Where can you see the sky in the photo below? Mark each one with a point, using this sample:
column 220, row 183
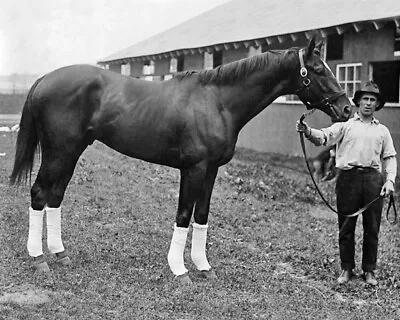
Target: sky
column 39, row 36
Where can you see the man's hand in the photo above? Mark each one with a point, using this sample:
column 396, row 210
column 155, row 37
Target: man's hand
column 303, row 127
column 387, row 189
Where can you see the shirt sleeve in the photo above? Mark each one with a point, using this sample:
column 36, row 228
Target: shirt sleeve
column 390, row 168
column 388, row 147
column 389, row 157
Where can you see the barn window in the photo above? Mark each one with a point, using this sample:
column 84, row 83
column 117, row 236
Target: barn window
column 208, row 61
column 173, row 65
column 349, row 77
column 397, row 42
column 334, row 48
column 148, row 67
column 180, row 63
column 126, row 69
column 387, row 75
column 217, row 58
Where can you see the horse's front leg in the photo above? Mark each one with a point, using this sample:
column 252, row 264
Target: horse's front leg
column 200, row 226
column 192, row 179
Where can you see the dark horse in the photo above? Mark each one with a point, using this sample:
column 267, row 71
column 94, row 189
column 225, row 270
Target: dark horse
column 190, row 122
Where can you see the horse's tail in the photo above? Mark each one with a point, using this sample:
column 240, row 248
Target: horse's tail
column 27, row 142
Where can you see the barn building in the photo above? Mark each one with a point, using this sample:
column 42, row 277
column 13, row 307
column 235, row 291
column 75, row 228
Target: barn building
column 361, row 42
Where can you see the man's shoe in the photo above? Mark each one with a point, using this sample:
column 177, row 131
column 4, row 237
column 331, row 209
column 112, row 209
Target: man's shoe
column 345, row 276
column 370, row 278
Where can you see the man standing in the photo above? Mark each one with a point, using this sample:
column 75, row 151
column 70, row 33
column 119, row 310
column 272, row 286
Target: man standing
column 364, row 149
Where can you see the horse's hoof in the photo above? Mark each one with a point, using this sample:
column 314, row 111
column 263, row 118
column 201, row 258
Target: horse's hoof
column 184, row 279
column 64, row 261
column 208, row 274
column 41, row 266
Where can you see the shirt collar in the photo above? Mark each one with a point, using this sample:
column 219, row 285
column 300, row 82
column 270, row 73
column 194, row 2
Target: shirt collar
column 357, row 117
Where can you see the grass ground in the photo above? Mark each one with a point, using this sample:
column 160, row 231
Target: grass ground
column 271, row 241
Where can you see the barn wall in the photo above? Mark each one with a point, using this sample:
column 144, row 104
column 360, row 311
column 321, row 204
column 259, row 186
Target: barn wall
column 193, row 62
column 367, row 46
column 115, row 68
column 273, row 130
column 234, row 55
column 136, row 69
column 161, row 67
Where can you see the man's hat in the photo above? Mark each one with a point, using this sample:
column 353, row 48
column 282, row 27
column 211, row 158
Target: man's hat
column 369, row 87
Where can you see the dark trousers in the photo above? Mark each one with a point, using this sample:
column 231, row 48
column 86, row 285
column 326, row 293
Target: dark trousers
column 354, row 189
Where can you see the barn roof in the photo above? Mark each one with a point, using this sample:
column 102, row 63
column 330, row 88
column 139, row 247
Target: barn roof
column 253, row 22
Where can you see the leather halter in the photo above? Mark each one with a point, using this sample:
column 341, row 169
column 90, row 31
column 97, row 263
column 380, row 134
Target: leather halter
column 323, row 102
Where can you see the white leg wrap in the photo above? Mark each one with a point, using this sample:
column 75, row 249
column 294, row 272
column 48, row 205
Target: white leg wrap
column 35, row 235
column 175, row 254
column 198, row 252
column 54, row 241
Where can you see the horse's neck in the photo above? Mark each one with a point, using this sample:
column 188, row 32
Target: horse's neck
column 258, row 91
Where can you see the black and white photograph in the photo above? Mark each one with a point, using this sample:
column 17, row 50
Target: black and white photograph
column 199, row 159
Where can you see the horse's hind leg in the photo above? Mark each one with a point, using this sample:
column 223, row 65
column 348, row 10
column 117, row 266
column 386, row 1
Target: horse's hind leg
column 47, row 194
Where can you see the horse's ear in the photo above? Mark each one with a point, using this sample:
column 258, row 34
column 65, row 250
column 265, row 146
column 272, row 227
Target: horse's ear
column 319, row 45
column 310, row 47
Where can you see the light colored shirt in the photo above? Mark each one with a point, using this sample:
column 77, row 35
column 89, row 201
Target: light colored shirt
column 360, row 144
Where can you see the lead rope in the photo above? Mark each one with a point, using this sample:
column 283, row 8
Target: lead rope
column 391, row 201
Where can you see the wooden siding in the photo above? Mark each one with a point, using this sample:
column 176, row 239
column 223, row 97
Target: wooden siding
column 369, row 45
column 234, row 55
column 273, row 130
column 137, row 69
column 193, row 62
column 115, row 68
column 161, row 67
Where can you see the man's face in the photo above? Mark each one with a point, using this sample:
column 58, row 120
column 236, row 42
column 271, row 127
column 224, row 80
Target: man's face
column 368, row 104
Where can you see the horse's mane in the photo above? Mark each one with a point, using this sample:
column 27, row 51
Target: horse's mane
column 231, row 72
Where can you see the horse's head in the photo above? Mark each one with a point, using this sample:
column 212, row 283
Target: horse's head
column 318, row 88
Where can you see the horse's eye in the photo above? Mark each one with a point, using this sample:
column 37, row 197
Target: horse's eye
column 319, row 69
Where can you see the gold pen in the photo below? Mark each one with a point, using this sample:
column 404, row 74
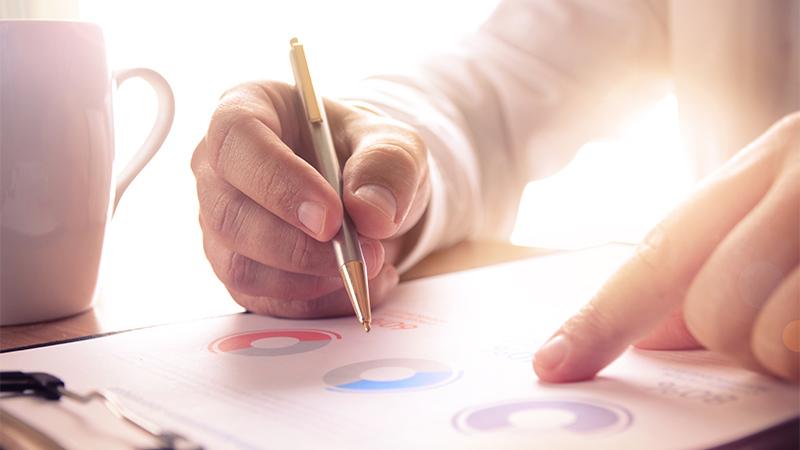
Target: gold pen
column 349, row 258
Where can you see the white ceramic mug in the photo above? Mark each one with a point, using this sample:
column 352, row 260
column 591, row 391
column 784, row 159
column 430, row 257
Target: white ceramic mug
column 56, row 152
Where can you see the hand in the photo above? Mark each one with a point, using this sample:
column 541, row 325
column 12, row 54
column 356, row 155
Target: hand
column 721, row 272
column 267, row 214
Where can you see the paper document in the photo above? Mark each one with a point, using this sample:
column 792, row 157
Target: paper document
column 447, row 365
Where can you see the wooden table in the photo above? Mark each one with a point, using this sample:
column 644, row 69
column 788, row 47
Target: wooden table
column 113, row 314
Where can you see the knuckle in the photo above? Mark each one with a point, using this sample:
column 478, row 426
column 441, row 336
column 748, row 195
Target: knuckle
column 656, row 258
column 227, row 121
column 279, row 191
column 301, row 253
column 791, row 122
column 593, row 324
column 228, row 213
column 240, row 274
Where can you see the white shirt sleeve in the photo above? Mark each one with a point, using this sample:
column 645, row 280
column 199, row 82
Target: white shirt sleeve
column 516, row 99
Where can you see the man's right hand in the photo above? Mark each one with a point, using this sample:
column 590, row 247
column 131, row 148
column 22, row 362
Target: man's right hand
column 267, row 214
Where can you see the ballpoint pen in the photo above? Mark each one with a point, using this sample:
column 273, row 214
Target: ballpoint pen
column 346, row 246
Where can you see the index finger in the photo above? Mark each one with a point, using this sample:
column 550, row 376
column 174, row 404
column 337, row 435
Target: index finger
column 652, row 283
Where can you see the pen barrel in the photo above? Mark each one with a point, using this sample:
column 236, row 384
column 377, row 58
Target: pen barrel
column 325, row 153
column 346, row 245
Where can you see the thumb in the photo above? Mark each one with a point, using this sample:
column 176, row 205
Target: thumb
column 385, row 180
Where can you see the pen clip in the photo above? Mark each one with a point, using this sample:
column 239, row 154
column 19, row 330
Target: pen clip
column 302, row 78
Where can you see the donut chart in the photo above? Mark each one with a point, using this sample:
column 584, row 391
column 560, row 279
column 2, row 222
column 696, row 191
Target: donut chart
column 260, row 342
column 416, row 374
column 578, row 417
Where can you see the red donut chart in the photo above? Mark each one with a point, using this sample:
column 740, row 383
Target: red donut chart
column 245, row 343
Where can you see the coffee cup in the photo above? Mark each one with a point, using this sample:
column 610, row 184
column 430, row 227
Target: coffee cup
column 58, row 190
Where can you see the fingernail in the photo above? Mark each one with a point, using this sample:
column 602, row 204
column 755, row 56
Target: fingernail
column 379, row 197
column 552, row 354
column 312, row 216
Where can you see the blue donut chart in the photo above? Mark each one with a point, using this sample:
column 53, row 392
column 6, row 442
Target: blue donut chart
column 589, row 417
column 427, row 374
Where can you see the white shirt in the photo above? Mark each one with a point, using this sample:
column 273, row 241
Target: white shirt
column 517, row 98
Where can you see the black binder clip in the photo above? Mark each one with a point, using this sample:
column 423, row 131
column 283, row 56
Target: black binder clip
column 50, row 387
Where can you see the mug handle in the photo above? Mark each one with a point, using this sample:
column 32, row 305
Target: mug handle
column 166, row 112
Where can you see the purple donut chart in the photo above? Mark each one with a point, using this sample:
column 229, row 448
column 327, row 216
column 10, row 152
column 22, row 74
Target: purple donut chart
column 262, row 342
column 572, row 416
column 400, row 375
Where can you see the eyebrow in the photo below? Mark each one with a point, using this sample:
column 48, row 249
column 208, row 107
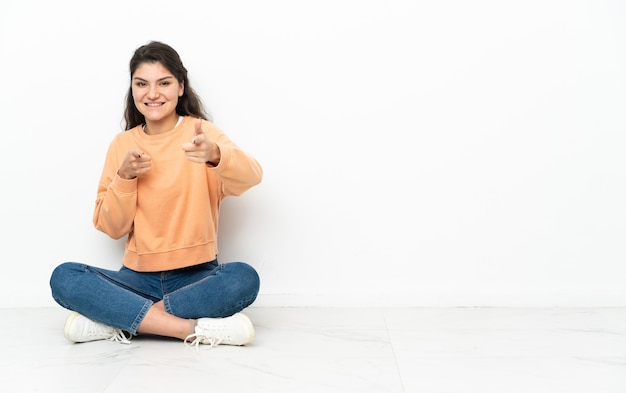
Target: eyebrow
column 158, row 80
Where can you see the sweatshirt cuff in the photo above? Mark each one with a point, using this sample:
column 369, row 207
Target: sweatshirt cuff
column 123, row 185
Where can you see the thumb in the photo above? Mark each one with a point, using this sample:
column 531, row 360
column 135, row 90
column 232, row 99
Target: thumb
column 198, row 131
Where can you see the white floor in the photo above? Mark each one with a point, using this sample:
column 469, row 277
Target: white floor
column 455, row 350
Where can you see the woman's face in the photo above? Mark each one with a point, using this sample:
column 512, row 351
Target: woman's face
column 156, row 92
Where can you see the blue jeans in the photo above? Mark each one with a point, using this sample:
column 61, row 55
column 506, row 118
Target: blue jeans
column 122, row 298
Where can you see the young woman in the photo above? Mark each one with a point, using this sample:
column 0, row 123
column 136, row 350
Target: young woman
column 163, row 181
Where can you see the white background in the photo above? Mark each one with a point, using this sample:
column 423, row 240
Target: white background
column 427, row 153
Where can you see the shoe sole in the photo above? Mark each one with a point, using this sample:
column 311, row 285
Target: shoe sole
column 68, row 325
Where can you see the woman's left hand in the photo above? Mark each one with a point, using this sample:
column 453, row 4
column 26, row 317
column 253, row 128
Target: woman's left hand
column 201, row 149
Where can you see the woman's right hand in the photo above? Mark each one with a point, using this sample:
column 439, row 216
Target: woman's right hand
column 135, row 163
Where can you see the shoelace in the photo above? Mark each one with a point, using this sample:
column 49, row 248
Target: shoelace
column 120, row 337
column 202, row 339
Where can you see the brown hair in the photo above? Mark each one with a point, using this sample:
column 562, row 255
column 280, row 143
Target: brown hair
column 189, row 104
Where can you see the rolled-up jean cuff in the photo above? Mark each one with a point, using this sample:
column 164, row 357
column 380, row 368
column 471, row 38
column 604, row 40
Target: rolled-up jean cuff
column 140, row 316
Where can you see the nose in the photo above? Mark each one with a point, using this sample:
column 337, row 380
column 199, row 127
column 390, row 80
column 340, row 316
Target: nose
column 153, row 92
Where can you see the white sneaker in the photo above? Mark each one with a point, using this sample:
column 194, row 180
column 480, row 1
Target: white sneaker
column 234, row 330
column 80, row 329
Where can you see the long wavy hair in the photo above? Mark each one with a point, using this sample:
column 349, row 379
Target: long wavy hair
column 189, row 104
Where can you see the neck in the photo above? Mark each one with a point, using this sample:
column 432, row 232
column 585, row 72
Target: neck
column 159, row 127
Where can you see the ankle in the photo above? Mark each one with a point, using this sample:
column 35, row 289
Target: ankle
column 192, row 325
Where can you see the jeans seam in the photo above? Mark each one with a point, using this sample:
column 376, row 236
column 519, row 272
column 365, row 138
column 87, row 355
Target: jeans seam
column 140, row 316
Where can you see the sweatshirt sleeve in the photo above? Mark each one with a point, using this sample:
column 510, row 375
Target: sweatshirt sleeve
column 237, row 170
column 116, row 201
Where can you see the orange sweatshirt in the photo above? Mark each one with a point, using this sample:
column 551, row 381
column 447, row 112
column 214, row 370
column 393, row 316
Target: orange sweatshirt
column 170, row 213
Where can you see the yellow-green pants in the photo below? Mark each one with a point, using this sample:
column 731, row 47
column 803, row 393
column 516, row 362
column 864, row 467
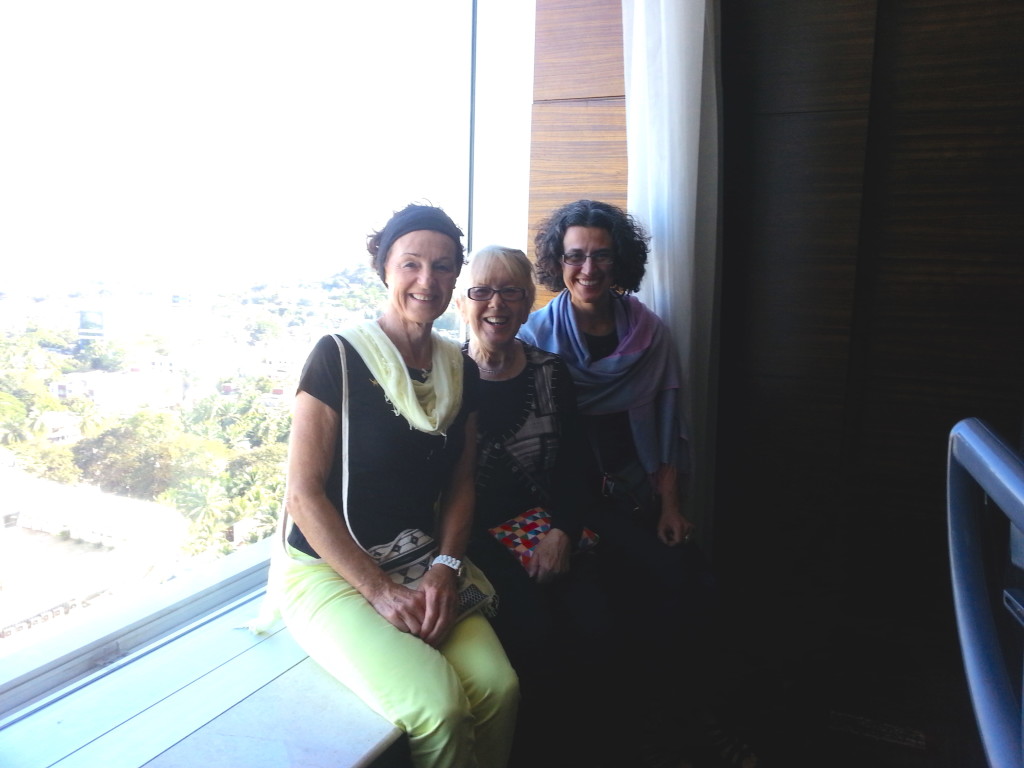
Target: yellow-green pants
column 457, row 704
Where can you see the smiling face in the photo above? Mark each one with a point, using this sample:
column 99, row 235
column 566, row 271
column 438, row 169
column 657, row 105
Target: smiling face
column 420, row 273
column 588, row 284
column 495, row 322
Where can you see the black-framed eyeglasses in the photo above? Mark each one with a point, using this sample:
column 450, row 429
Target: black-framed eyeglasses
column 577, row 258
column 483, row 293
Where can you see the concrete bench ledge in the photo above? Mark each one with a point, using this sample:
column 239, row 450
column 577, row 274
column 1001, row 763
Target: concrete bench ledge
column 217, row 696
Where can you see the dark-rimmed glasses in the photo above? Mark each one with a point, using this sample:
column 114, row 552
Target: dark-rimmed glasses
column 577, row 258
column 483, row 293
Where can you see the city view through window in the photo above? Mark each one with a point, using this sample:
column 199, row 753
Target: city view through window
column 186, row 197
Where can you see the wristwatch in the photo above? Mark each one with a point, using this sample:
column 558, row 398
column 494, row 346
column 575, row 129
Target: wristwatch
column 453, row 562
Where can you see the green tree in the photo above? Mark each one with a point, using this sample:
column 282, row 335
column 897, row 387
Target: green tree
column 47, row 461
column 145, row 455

#### What the task asks
Output the lines from the start of the data through the line holding "column 39, row 36", inclusive, as a JSON list of strings, one string per line, with blank lines omitted. Leave the pictures out of the list.

#### Solution to this task
[
  "Where can you see the sky in the photo below? Mark each one with a point, using this sample:",
  "column 220, row 183",
  "Target: sky",
  "column 39, row 36"
]